* _WHAT YOU NEED TO DO_: Beginning with the line that holds "Query: park bench", please retype each line through the end of the listing below, both ends included, and nothing more.

* _RECORD SET_:
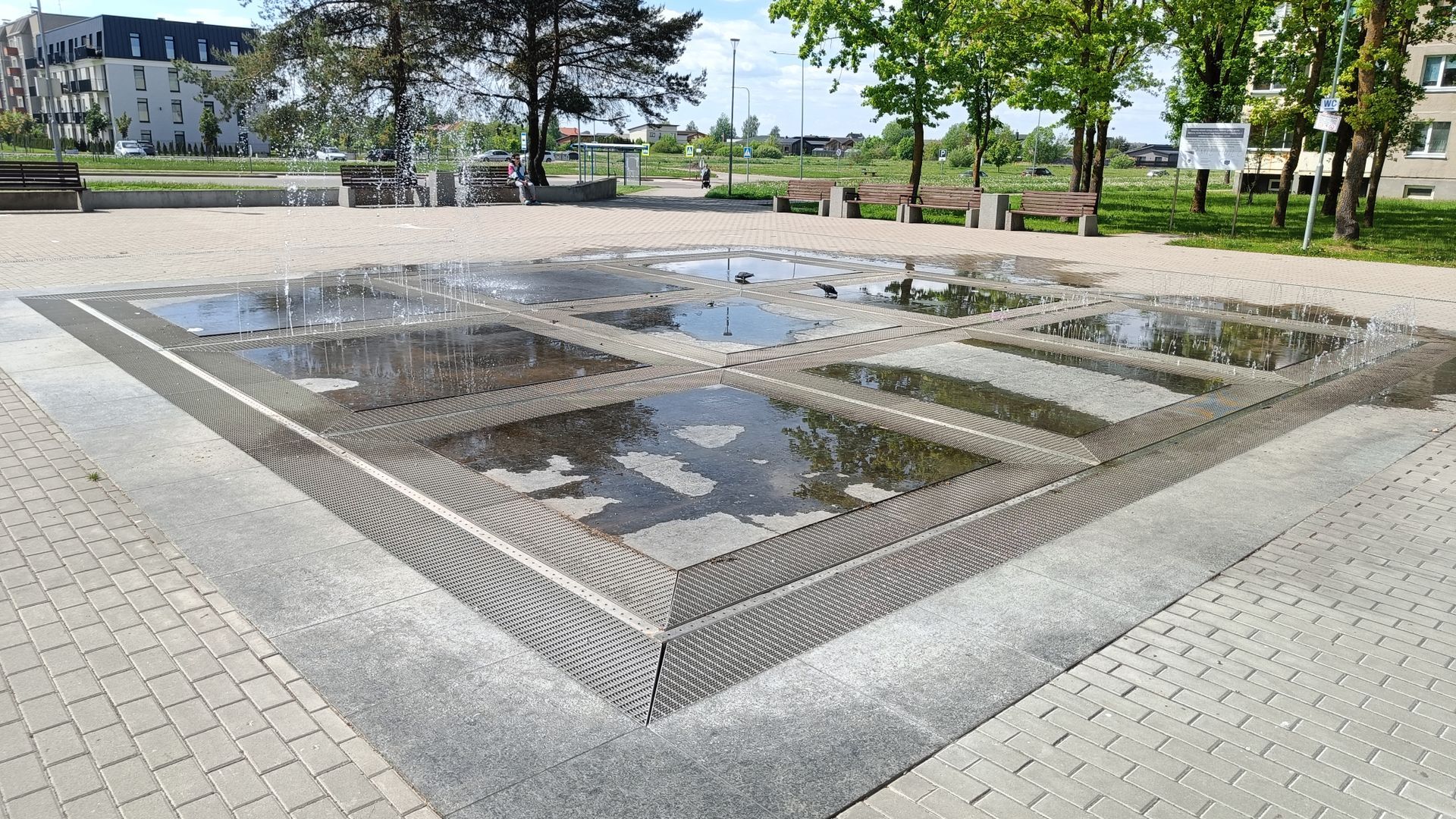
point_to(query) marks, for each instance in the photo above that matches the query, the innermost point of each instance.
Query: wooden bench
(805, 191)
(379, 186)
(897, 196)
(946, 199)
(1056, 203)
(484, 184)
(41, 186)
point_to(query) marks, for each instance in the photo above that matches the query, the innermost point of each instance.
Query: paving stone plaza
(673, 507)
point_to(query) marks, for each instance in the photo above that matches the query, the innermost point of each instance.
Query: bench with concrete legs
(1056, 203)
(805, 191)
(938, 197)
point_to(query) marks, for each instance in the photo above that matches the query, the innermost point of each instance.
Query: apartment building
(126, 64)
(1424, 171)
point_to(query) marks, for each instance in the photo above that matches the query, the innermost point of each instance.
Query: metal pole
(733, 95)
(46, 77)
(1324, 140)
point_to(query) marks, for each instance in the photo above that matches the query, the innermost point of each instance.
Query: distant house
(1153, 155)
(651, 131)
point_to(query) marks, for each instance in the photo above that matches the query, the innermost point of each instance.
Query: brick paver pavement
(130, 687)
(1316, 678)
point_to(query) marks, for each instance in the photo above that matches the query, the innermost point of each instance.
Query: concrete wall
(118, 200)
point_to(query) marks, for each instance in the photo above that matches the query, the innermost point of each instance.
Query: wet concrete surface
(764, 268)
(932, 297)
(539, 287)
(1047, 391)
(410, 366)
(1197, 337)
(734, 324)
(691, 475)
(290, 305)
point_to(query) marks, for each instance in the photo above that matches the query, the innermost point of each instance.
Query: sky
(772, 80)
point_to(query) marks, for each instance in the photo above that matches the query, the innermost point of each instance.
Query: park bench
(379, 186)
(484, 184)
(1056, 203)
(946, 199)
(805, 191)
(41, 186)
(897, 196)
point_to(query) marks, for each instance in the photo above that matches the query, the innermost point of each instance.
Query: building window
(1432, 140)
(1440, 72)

* _PROBLEM SOLUTION_:
Query: park bench
(379, 186)
(484, 184)
(1056, 203)
(946, 199)
(805, 191)
(41, 186)
(897, 196)
point_to(query) marks, for each instance in the photo above that matches the query, the innermost point of each instance.
Query: building window
(1432, 140)
(1440, 72)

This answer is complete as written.